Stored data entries
- Opening Delimiter -

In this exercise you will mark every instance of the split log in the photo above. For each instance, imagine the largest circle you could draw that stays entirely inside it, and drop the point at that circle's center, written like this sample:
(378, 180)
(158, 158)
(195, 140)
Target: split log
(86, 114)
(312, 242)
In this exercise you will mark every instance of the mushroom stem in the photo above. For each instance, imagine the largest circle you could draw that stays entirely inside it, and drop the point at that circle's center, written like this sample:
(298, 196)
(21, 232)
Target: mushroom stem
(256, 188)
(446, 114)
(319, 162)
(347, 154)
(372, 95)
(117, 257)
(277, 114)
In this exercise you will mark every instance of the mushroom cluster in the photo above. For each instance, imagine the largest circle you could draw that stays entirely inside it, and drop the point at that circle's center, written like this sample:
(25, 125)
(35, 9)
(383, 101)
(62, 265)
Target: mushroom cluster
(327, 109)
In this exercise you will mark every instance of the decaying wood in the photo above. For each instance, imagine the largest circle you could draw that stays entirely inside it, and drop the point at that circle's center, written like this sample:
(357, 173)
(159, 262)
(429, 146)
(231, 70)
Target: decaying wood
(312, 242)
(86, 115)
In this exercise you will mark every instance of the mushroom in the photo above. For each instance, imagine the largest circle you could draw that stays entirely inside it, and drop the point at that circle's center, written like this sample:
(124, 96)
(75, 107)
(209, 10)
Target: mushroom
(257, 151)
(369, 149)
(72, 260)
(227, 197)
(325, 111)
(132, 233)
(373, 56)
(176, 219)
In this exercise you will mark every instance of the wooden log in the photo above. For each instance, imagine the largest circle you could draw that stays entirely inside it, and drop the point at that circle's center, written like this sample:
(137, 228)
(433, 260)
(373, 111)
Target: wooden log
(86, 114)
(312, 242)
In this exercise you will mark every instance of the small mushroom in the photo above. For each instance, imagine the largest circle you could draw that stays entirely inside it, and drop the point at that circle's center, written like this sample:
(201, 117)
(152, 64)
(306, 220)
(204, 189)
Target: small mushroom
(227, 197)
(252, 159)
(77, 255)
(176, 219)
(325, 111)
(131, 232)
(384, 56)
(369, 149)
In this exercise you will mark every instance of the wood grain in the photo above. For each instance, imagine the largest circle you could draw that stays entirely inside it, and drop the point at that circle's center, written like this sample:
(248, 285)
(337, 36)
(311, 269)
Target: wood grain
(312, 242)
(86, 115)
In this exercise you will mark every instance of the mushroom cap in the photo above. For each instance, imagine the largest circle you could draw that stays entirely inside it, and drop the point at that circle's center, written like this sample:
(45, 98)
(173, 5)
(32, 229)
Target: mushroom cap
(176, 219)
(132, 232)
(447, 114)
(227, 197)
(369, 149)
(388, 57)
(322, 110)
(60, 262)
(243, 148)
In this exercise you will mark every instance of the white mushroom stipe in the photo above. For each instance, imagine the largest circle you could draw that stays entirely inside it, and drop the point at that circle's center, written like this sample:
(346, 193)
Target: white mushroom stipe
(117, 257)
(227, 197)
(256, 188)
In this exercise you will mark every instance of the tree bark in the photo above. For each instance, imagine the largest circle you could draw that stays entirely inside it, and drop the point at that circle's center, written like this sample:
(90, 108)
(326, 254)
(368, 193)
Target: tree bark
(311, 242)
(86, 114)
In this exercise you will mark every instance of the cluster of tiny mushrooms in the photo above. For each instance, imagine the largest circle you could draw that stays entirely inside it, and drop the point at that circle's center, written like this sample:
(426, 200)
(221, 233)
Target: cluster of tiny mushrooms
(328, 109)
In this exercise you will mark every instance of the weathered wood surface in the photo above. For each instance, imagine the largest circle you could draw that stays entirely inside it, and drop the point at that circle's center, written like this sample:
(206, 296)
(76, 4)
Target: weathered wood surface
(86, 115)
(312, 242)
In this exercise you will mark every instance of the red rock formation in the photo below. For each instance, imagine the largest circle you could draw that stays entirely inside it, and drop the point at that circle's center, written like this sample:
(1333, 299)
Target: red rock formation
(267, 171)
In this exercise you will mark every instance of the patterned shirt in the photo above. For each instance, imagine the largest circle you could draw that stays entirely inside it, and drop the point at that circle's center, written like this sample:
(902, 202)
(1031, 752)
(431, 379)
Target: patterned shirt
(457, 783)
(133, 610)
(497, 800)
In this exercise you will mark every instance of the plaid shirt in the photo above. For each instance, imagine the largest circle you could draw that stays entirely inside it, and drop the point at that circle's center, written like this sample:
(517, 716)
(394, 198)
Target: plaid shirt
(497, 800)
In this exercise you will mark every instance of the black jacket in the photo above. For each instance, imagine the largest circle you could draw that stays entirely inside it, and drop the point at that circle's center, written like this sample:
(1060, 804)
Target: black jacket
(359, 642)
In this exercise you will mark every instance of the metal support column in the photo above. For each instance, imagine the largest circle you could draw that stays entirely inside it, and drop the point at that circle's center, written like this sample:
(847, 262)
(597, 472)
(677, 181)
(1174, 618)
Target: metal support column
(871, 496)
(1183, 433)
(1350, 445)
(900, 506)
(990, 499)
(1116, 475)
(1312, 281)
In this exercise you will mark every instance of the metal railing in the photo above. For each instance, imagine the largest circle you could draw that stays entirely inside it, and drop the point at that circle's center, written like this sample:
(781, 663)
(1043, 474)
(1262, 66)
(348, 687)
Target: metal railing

- Closing Delimiter -

Set down the records once more, character for character.

In this exercise you will mark every instance of the split log in the photo above. For each instance, imagine the largest circle you could draw that stays entirely inside it, and drop the point at that circle's center, written like this sample:
(378, 180)
(158, 158)
(195, 140)
Target: split log
(86, 114)
(312, 242)
In this exercise you will mark every instance of the mushroom stem in the photo above. For each instance, imagine the largest circle you could draw that stays entirely inside it, and drop the point at that circle's center, written like this sample:
(298, 196)
(21, 232)
Target: mushroom stem
(256, 188)
(446, 114)
(319, 162)
(347, 154)
(372, 95)
(117, 257)
(277, 114)
In this exercise you will mark every instance of the mushroom cluster in the photo above. For each instance, imagine the largest circle you could draw that stays entirely inside it, and drop the point at that circle's center, written like this sample:
(25, 125)
(35, 9)
(383, 101)
(62, 265)
Target: mushroom cluster
(327, 109)
In this exercise you will mark every instance of the decaying wood in the photo above. For each instance, imagine the largest circle you could draw that stays entirely inside it, and drop the point at that circle's center, written like this sample:
(357, 173)
(159, 262)
(429, 146)
(231, 70)
Target: decaying wood
(312, 242)
(86, 115)
In this exercise you will mark every instance of the mushroom in the photo above. For each instance, imagine the largest circle you could draw that stays entirely inside it, and drop the point at that circle's center, written like this sample:
(124, 96)
(75, 107)
(209, 10)
Target: mushroom
(257, 151)
(369, 149)
(72, 260)
(227, 197)
(325, 111)
(132, 233)
(373, 56)
(176, 219)
In this exercise you will mark every instance of the wooden log in the photo above. For each instance, imagine the largest circle you could draw that stays entirely inside it, and drop the point at that circle's center, written like this sample:
(137, 228)
(433, 260)
(373, 111)
Target: wooden log
(86, 114)
(312, 242)
In this exercise you will mark every instance of the small mushroom in the photo above. For each instance, imagine the largest circle you could draw that stays entirely inside it, and drop the point at that circle's center, written like this sample:
(201, 117)
(152, 64)
(306, 220)
(204, 189)
Target: small mushroom
(227, 197)
(252, 159)
(77, 255)
(176, 219)
(325, 111)
(131, 232)
(384, 56)
(369, 149)
In this exercise you will mark every instance of the wood grain in the photo above. For each instance, imagine the largest circle you could draw that stays entirely inside it, and drop the point at that circle's center, written like this sample:
(248, 285)
(337, 36)
(311, 269)
Target: wood grain
(312, 242)
(86, 115)
In this exercise you will mark every instance of the mushroom cap in the photo above. For each instance, imagine the largest circle you could draw that stays entirely inside it, and drop the point at that circle's center, written like this sample:
(45, 98)
(173, 5)
(32, 229)
Target: mushroom cap
(176, 219)
(132, 232)
(447, 114)
(227, 197)
(369, 149)
(388, 57)
(322, 110)
(60, 262)
(243, 148)
In this exercise you will mark every instance of the white mushroom stipe in the photo above. For each instance, imagine the largest circle you could draw that stays entirely inside it, and drop the point at that circle's center, written like this sample:
(346, 193)
Target: white mushroom stipe
(117, 257)
(227, 197)
(256, 188)
In this exercise you will mark every instance of the tree bark in the photo above. For each instance, imagine the largest circle you could draw that stays entirely inside it, and drop the point at that circle's center, written like this sample:
(90, 108)
(326, 254)
(368, 193)
Target: tree bark
(311, 242)
(86, 114)
In this exercise you will mark every instance of the cluster of tiny mushrooms in the photo above. For each instance, imagine the largest circle you could draw that stays entirely inside it, and drop the point at that circle's center, written like this sample:
(426, 200)
(221, 233)
Target: cluster of tiny mushrooms
(328, 109)
In this exercise you will mark every instance of the weathered wood surface in the photo above. For each instance, imagine the largest circle you could draw that stays entirely inside it, and drop the point at that circle's center, written like this sample:
(206, 296)
(76, 4)
Target: weathered wood surface
(86, 115)
(312, 242)
In this exercise you will mark every instance of the red rock formation in the photo below. For each instance, imagine the largest circle you could draw that stays entirely inside it, and drop the point at that circle's center, written like this sample:
(1333, 299)
Target: red rock formation
(267, 171)
In this exercise you will mark every instance of the patterned shirt in the photo above. For each instance, imagine the largest circle you could draw that stays entirely inside it, and drop the point at that circle's center, written like this sample:
(902, 202)
(1031, 752)
(431, 379)
Target: patterned shirt
(457, 783)
(133, 610)
(497, 800)
In this exercise you will mark every instance of the plaid shirt in the photo above. For each instance, imagine the largest circle you could draw that stays entirely inside it, and drop the point at that circle's center, written like this sample:
(517, 716)
(394, 198)
Target: plaid shirt
(497, 800)
In this exercise you will mark every instance of the black jacket in the photo above. For each instance, imagine the largest circle you could draw that stays entirely inside it, and drop the point at that circle's center, written like this sample:
(1060, 804)
Target: black jacket
(359, 642)
In this exercise you will mark every instance of the metal support column in the photo above. For each instance, imagine the largest circle you could draw that stays entirely inside it, and drop the point at that circle's center, written like this sample:
(847, 262)
(597, 472)
(677, 181)
(1174, 618)
Target: metal support column
(871, 496)
(1183, 433)
(1350, 445)
(900, 506)
(990, 499)
(1116, 475)
(1312, 281)
In this exercise you will mark every instance of the metal railing in the photo above. For each instance, imagine the largest circle you could draw that stays entirely inside it, and drop the point at that circle's center, written like this sample:
(781, 663)
(1043, 474)
(1262, 66)
(348, 687)
Target: metal railing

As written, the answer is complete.